_YOUR INSTRUCTIONS_
Starting with the line containing "Expected: for every instance of the shower" and going on through the end of the rows, rewrite those lines with "chrome faucet" swapped for "brass faucet" and nothing else changed.

_STORED DATA_
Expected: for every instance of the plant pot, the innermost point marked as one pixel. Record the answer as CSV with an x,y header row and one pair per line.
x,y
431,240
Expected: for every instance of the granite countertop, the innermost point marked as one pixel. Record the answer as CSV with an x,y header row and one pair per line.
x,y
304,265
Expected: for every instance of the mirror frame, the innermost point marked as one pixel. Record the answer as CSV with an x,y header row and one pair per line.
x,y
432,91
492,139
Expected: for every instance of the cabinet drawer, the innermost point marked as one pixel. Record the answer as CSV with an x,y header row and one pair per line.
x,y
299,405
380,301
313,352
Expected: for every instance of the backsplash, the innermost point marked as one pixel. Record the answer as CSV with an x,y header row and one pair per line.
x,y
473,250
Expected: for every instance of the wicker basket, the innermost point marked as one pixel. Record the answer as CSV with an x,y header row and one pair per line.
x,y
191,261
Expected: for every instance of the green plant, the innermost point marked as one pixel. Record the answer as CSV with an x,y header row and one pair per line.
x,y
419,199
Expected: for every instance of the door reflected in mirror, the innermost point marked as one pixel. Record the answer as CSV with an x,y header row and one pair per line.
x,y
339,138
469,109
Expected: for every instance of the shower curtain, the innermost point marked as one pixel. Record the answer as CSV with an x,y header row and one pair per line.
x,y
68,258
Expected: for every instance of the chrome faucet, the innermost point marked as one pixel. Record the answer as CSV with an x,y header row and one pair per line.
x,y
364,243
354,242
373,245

_EXERCISE ANSWER_
Expected: for every instance of the shower curtain, the innermost point marked as one pixel. Record the answer as CSV with an x,y header row and one pair per line.
x,y
68,258
Expected: for every instance of the brass faucet, the innermost point marked as one pixel. Record the answer as CSV with an x,y header row and one pair per line.
x,y
364,243
354,242
373,245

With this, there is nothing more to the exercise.